▶ WORK INSTRUCTION
Retyping all the entries exactly is the whole task.

Natural-language object grounding data
----
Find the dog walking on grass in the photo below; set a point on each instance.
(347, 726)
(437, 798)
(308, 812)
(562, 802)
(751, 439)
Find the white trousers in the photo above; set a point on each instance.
----
▶ SOLUTION TO THIS PROBLEM
Find the dog walking on grass in the photo below; set a point on each instance.
(347, 726)
(437, 798)
(308, 812)
(562, 802)
(751, 439)
Find the white trousers in the photo above; set a point on each instance.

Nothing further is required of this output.